Stored data:
━━━━━━

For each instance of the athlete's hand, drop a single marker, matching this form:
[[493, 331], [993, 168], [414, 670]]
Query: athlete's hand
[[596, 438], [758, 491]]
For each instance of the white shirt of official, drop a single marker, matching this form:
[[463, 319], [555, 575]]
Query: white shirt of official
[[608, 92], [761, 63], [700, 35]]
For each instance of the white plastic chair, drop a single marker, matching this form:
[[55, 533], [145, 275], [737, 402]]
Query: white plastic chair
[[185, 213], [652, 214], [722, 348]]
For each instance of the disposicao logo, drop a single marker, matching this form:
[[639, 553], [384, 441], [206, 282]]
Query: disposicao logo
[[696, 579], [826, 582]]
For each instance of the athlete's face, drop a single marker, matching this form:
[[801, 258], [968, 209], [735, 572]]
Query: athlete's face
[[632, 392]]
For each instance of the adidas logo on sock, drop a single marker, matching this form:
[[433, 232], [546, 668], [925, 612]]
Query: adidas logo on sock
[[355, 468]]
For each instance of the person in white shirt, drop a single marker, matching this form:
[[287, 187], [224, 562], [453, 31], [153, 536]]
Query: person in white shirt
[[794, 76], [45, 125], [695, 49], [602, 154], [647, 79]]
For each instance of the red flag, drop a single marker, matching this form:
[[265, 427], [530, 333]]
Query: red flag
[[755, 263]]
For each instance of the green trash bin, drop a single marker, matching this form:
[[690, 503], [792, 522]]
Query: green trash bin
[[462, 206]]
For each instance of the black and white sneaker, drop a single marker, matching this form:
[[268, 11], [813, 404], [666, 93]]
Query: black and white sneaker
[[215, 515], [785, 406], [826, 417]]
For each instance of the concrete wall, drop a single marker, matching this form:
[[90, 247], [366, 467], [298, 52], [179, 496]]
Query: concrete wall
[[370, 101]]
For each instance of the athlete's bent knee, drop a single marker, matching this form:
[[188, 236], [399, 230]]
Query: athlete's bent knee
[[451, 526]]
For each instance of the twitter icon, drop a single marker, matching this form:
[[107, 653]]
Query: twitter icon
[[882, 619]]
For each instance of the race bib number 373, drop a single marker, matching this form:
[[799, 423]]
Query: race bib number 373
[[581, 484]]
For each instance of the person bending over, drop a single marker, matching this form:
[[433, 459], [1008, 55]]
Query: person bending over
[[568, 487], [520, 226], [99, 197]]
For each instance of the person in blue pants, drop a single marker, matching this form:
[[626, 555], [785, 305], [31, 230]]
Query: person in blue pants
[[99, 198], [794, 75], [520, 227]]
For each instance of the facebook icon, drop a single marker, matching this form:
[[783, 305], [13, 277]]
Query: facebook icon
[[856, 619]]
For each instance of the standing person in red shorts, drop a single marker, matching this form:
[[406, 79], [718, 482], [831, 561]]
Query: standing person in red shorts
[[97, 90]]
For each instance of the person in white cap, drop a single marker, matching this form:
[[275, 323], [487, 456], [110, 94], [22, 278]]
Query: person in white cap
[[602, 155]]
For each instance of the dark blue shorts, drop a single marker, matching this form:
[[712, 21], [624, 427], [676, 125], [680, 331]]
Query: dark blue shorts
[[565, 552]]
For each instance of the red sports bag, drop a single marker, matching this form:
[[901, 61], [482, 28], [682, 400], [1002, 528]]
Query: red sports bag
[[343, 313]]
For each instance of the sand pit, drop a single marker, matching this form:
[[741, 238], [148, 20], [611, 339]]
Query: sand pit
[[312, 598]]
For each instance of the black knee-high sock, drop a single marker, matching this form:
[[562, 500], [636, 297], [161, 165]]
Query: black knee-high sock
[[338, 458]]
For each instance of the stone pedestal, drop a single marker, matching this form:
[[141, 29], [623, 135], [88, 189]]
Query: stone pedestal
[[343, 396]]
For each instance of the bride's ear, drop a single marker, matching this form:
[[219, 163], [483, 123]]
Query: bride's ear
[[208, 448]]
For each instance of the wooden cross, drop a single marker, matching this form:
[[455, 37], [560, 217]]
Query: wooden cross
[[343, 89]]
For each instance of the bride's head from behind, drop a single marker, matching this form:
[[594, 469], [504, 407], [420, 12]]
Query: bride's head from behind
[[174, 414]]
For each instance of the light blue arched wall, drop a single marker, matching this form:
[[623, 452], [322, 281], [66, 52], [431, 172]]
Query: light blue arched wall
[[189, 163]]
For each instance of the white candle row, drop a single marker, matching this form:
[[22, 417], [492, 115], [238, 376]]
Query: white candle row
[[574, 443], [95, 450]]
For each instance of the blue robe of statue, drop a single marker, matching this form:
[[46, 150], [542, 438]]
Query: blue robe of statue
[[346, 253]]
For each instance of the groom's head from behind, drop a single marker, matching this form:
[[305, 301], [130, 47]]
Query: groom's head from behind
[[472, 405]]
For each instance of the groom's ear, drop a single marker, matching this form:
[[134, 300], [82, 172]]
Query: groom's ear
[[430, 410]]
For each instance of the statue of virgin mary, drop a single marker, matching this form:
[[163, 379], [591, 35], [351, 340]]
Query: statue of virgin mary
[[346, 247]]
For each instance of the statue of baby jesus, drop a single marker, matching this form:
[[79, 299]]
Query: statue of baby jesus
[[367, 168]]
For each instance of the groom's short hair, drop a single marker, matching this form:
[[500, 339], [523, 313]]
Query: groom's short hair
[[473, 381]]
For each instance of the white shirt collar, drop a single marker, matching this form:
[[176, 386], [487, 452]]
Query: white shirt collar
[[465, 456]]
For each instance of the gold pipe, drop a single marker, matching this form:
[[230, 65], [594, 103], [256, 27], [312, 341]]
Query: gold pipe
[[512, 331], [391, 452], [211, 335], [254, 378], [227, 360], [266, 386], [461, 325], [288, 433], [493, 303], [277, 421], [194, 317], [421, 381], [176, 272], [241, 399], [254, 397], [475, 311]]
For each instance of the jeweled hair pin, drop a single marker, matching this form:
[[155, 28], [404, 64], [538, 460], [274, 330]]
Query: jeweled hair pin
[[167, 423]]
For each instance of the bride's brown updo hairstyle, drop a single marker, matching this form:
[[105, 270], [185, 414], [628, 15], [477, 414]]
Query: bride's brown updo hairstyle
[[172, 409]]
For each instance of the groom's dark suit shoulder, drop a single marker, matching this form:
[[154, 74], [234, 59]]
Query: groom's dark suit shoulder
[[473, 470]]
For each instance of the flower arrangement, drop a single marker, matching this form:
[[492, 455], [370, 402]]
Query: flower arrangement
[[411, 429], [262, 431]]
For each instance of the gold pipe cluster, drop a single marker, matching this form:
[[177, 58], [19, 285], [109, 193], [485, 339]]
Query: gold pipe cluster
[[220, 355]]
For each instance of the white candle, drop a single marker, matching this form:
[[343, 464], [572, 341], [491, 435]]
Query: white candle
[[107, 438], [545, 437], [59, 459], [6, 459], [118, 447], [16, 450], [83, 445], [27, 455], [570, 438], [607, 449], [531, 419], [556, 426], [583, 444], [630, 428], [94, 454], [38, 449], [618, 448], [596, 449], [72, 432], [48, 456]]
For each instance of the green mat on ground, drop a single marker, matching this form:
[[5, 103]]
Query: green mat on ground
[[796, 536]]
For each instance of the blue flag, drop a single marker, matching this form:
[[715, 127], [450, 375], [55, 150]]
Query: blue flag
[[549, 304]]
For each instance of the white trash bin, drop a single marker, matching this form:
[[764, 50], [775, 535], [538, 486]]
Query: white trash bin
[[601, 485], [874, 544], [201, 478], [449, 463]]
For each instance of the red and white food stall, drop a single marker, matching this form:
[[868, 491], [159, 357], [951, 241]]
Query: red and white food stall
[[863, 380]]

━━━━━━

The request:
Rewrite the items above, changing "drop a single marker" to "place one point" everywhere it occurs. Leave the rest of each item unchanged.

Solved exercise:
For each instance of the athlete's hand, place one point, matching this form:
[[493, 331], [993, 168], [414, 670]]
Query: athlete's hand
[[596, 438], [758, 491]]
For each instance of the white shirt of official, place one point, matching this form:
[[463, 319], [555, 575]]
Query: white shirt of official
[[608, 92], [761, 63], [700, 35]]
For each instance of the white plastic chair, place one point, matching this form:
[[55, 533], [145, 275], [737, 402]]
Query: white plastic chair
[[185, 213], [652, 214], [722, 348]]
For each instance of the disposicao logo, place one point, matching this form:
[[639, 553], [384, 441], [206, 282]]
Query: disposicao logo
[[696, 579], [826, 582]]
For each instance of the athlete's face, place one point, matching this form:
[[801, 258], [968, 209], [735, 572]]
Query: athlete's face
[[632, 392]]
For each instance of the adidas logo on sock, place one point, matching this form:
[[433, 232], [546, 668], [925, 612]]
Query: adidas logo on sock
[[355, 468]]
For each instance of the person in white shirt, place one point, matching this form:
[[287, 187], [224, 562], [453, 31], [153, 536]]
Query: person in white shirt
[[794, 76], [45, 125], [695, 49], [602, 154], [647, 79]]
For each instance of the red flag, place one point, matching this form:
[[265, 427], [530, 333]]
Query: red flag
[[755, 263]]
For each instance of the green trash bin, place one point, matching this form:
[[690, 503], [792, 522]]
Query: green trash bin
[[462, 206]]
For each instance of the black and white sneaker, place one point, matching this form:
[[268, 11], [813, 404], [666, 93]]
Query: black and white sneaker
[[215, 515], [785, 406], [826, 417]]
For each instance of the concrete wall, place one point, matching this form:
[[90, 247], [366, 467], [298, 52], [179, 496]]
Query: concrete wall
[[370, 101]]
For each instance of the athlete's bent knee, place one point, matching this form:
[[188, 236], [399, 230]]
Query: athlete's bent knee
[[451, 526]]
For each instance of the twitter icon, place one point, matching this form:
[[107, 653]]
Query: twitter icon
[[882, 619]]
For each instance of the race bib number 373, place one point, matching this form:
[[799, 423]]
Query: race bib number 373
[[581, 484]]
For each instance of the person bending over, place one point, matching this form:
[[433, 459], [1008, 55]]
Query: person bending over
[[568, 487], [520, 226], [99, 197]]
For each instance of the person in blue pants, place one point, matching this form:
[[626, 555], [785, 305], [31, 230]]
Query: person in blue pants
[[99, 198], [794, 75], [520, 227]]
For each instance of the facebook icon, place one point, matching this form:
[[783, 305], [13, 277]]
Query: facebook icon
[[856, 619]]
For each instance of the standing person in red shorts, place one point, matching this form:
[[406, 79], [718, 482], [831, 561]]
Query: standing person in red shorts
[[97, 90]]
For each instance of the person in white cap, place one point, matching this form:
[[275, 323], [487, 456], [110, 94], [22, 278]]
Query: person in white cap
[[602, 155]]
For each instance of the dark blue shorts, place one point, matching this form:
[[712, 21], [624, 427], [676, 125], [680, 331]]
Query: dark blue shorts
[[565, 552]]
For each instance of the red sports bag, place one point, matching this form:
[[901, 61], [482, 28], [682, 400], [1002, 528]]
Query: red sports bag
[[343, 313]]
For each instance of the sand pit, place one point, matching this form:
[[741, 238], [148, 20], [611, 339]]
Query: sand pit
[[312, 598]]
For each instance of the black knee-high sock, place one point, matching this form:
[[562, 500], [636, 297], [161, 165]]
Query: black knee-high sock
[[338, 458]]
For each instance of the stone pedestal, place one point, matching this form:
[[141, 29], [623, 135], [88, 189]]
Query: stone pedestal
[[343, 396]]
For each instance of the bride's ear, place one point, matching this form:
[[219, 163], [483, 123]]
Query: bride's ear
[[208, 448]]
For each instance of the wooden cross, place one point, matching this form:
[[455, 37], [560, 217]]
Query: wooden cross
[[343, 89]]
For each instance of the bride's head from behind, place one point, matching this form:
[[594, 469], [504, 407], [420, 12]]
Query: bride's head from behind
[[174, 414]]
For each instance of the light blue arched wall, place one point, matching this form:
[[623, 452], [322, 281], [66, 52], [431, 172]]
Query: light blue arched wall
[[189, 163]]
For each instance of the white candle row, place one point, matching this form:
[[22, 417], [492, 115], [238, 376]]
Query: white candle row
[[574, 443], [95, 450]]
For each instance of the blue robe of statue, place one point, matching this form:
[[46, 150], [542, 438]]
Query: blue robe of statue
[[346, 253]]
For each instance of the groom's head from behind, place one point, matching this form:
[[305, 301], [130, 47]]
Query: groom's head from behind
[[472, 405]]
For each instance of the groom's ear, place one point, matching this form:
[[134, 300], [82, 172]]
Query: groom's ear
[[430, 410]]
For each instance of the statue of virgin mary, place one point, matching this form:
[[163, 379], [591, 35], [351, 340]]
Query: statue of virgin mary
[[346, 247]]
For each instance of the statue of baby jesus, place one point, matching this form:
[[79, 299]]
Query: statue of baby jesus
[[367, 168]]
For each instance of the groom's short hair, place one point, matching this form:
[[500, 339], [523, 313]]
Query: groom's short hair
[[473, 381]]
For each instance of the white shirt collar, place one point, matching this form:
[[176, 386], [487, 452]]
Query: white shirt collar
[[465, 456]]
For each instance of the gold pipe, place one point, matching this form:
[[230, 65], [594, 103], [256, 27], [312, 341]]
Query: gold pipe
[[512, 331], [391, 452], [211, 335], [254, 378], [227, 360], [266, 386], [461, 325], [288, 433], [493, 303], [277, 421], [194, 317], [421, 381], [176, 272], [241, 399], [254, 397], [475, 311]]
For each instance of the jeweled hair pin, place one point, matching this form:
[[155, 28], [404, 64], [538, 460], [274, 330]]
Query: jeweled hair pin
[[167, 423]]
For each instance of the bride's brown updo hairstyle, place one point, matching this form:
[[105, 270], [185, 414], [628, 15], [477, 414]]
Query: bride's brown updo hairstyle
[[172, 409]]
For each instance of the groom's dark suit shoulder, place one point, matching this form:
[[154, 74], [234, 59]]
Query: groom's dark suit shoulder
[[473, 470]]
For each instance of the flower arrangement, place one point, matching this form:
[[492, 455], [370, 402]]
Query: flower arrangement
[[411, 429], [262, 431]]
For each instance of the gold pipe cluster, place one point, matching this form:
[[177, 58], [19, 285], [109, 193], [485, 339]]
Query: gold pipe cluster
[[220, 355]]
For each instance of the white candle, place one point, matching this form:
[[343, 464], [572, 341], [491, 435]]
Query: white candle
[[107, 438], [545, 437], [59, 459], [6, 459], [118, 447], [16, 450], [83, 445], [27, 455], [570, 438], [607, 449], [531, 419], [556, 426], [583, 444], [630, 428], [94, 454], [38, 449], [618, 448], [596, 449], [72, 432], [48, 456]]
For each instance of the green mat on ground, place one point, matching this form:
[[5, 103]]
Query: green mat on ground
[[796, 536]]
For each instance of the blue flag, place one point, matching this form:
[[715, 127], [450, 375], [55, 150]]
Query: blue flag
[[549, 304]]
For each instance of the white trash bin, place one point, matching this form:
[[764, 50], [775, 535], [538, 486]]
Query: white trash bin
[[601, 485], [874, 544], [201, 478], [449, 463]]
For each instance of the red and white food stall, place one point, matching this form:
[[868, 491], [159, 357], [951, 241]]
Query: red and white food stall
[[863, 380]]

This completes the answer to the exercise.